_Exercise brief_
Return, verbatim, the stretch of the book review below from "Not that it’s" through "careers and afterwards.".

_Given passage_
+ + + + +
Not that it’s always informative: Hain likes to quote conversations even when showing Moss a photo and getting the answer “I don’t remember that”. Some, though, add colourful detail to a grainy photo. And there are scads of pictures, some great, some not, many of ‘Mr Motor Racing’ snapped in 33 different cars, in both his first and second race careers and afterwards.

Stirling-Moss-lap-of-honour-book-coverTo vary the mix (and this is a massive 415-page volume) Hain diverts to other topics, such as a conversation with Aston Martin racer Eric Thompson, who it turns out went out with Hain’s mother, leading to an exchange of photos. In that sense it is somewhat like listening in to private family reminiscing. There are long transcripts of chats with Bette Hill, John Whitmore and others, some interesting and some merely the conversations we all have at race meetings. Then there will be a sudden choice nugget of recollection, such as the trivial sum Ray Bellm paid for a pair of Williams Formula 1 cars, or the fact that Stirling once introduced a run of Jethro Tull concerts… Music is the other part of Hain’s life – he’s a singer-songwriter – so musical references pop up: it’s not often you’ll see Edison Lighthouse mentioned in a racing book, and there’s another Moss appreciation by Mark Knopfler.

Eccentric and even self-indulgent, yes, yet the book has a charm of its own, turning up tales you might have missed, all with a deeply personal slant.
+ + + + +
_Data supplied_

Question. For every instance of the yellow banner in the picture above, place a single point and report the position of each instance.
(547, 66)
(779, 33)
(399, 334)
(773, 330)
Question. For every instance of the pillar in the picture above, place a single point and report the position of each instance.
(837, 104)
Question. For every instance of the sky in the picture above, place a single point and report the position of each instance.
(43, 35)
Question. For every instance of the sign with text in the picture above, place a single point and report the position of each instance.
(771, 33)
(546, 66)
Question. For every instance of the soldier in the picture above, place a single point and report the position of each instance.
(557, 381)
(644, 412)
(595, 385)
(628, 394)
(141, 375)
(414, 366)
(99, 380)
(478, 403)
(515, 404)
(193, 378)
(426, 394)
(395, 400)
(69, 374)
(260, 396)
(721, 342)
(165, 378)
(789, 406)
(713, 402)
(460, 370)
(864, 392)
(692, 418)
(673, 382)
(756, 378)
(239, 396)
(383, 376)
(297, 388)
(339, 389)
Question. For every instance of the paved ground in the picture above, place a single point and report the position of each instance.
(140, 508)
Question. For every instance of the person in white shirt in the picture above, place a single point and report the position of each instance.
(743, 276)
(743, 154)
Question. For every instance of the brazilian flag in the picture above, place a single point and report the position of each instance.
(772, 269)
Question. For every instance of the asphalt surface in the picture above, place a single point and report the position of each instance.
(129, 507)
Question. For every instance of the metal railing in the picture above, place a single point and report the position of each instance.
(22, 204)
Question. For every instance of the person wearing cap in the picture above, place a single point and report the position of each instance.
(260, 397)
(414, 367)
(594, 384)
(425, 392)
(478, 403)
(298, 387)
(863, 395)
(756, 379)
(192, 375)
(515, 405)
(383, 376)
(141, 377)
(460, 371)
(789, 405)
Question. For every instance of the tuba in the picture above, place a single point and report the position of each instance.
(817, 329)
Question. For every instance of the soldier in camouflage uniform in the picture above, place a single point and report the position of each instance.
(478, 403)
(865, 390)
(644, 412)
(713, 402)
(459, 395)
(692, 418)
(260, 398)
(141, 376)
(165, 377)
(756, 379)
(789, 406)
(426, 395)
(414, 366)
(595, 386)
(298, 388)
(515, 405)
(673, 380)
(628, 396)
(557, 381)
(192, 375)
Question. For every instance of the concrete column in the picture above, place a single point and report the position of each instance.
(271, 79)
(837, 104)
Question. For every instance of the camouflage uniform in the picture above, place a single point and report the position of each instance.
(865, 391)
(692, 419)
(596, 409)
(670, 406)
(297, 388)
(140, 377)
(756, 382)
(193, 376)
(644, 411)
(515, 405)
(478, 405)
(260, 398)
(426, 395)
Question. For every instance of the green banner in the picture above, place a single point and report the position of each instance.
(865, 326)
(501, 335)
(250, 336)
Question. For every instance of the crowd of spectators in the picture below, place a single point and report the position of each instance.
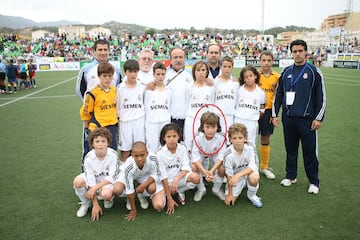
(128, 46)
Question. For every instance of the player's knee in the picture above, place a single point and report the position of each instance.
(253, 179)
(158, 205)
(106, 194)
(195, 178)
(79, 182)
(118, 188)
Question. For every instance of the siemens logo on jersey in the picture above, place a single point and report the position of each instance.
(129, 106)
(107, 106)
(196, 105)
(154, 107)
(102, 174)
(249, 106)
(173, 166)
(226, 96)
(269, 90)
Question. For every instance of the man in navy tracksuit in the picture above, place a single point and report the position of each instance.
(301, 93)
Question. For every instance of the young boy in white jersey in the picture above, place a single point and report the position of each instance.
(226, 89)
(241, 167)
(100, 169)
(149, 173)
(250, 103)
(157, 108)
(175, 158)
(208, 145)
(197, 96)
(130, 109)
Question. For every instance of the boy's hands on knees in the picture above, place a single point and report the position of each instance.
(96, 212)
(171, 206)
(140, 188)
(91, 193)
(131, 215)
(230, 200)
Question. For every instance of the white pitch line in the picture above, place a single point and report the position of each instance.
(39, 91)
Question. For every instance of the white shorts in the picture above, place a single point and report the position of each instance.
(121, 178)
(183, 181)
(82, 175)
(153, 135)
(229, 122)
(188, 131)
(237, 189)
(252, 127)
(130, 132)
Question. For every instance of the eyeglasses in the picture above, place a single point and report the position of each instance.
(146, 58)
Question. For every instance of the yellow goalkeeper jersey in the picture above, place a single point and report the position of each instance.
(269, 84)
(99, 107)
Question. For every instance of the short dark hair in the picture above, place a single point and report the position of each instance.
(169, 127)
(99, 132)
(209, 118)
(266, 53)
(105, 68)
(159, 65)
(199, 64)
(249, 68)
(298, 42)
(131, 65)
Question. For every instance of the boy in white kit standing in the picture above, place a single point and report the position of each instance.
(198, 95)
(157, 108)
(176, 161)
(241, 167)
(250, 103)
(226, 89)
(130, 106)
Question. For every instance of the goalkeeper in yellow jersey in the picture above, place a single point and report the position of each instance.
(99, 107)
(268, 82)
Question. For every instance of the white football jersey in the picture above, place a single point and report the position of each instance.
(203, 148)
(130, 102)
(97, 170)
(226, 95)
(179, 85)
(249, 104)
(197, 97)
(174, 163)
(157, 105)
(235, 163)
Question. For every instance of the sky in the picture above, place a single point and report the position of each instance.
(200, 14)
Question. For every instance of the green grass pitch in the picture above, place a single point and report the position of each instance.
(40, 151)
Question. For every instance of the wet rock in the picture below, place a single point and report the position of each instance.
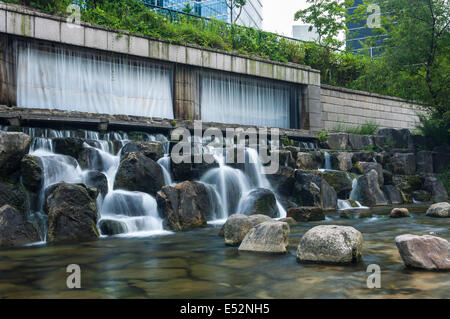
+ + + + +
_Answer in full_
Not that it’s always informative: Hain likes to quote conversations even when showing Moss a photo and getting the answer “I don’t remember that”. Some, though, add colourful detail to a grainy photo. And there are scads of pictures, some great, some not, many of ‘Mr Motor Racing’ snapped in 33 different cars, in both his first and second race careers and afterwards.